Records shown:
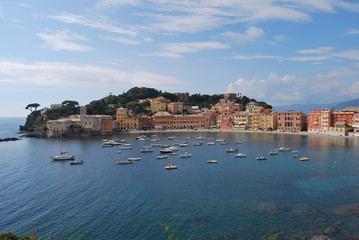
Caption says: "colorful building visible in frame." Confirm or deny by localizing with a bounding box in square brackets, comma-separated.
[114, 107, 139, 130]
[277, 110, 307, 132]
[167, 102, 184, 114]
[258, 109, 277, 131]
[173, 115, 206, 129]
[150, 97, 171, 113]
[153, 111, 173, 129]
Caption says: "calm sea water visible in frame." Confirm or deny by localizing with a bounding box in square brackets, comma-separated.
[0, 119, 359, 240]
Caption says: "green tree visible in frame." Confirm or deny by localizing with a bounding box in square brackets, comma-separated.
[25, 103, 40, 112]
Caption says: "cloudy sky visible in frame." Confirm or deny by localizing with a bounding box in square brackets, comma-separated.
[0, 0, 359, 117]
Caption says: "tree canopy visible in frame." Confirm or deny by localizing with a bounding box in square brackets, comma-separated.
[25, 103, 40, 112]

Required work: Give every line of the entries above as a JSON list of strings, one string per line, skipping blank lines and leaving out the pictures.

Result of this exercise:
[
  "Caption says: \"colorful building visible in frame.\" Confirm or deny by localizing with a bounding box in square brackets, comma-separated.",
  "[114, 107, 139, 130]",
  "[277, 110, 307, 132]",
  "[167, 102, 184, 114]",
  "[258, 109, 277, 131]",
  "[173, 115, 206, 129]",
  "[150, 97, 171, 113]",
  "[153, 111, 173, 129]",
  "Caption says: \"calm sea water visible in frame.\" Confirm or deny by localizing with a bounding box in square brackets, comma-separated.",
  "[0, 119, 359, 240]",
  "Caption says: \"green tree visible in frame.\" Confirm or deny by localizing with a bounding box in square brackets, comma-separated.",
  "[25, 103, 40, 112]",
  "Caption says: \"cloudy sky visible in frame.\" Confirm or deny by localizing with a bounding box in square brackets, comma-separated.",
  "[0, 0, 359, 117]",
  "Caption says: \"tree canopy visible in frame.\" Confirm or deny by localizing with a bounding box in square brackets, comma-separated.",
  "[25, 103, 40, 112]"
]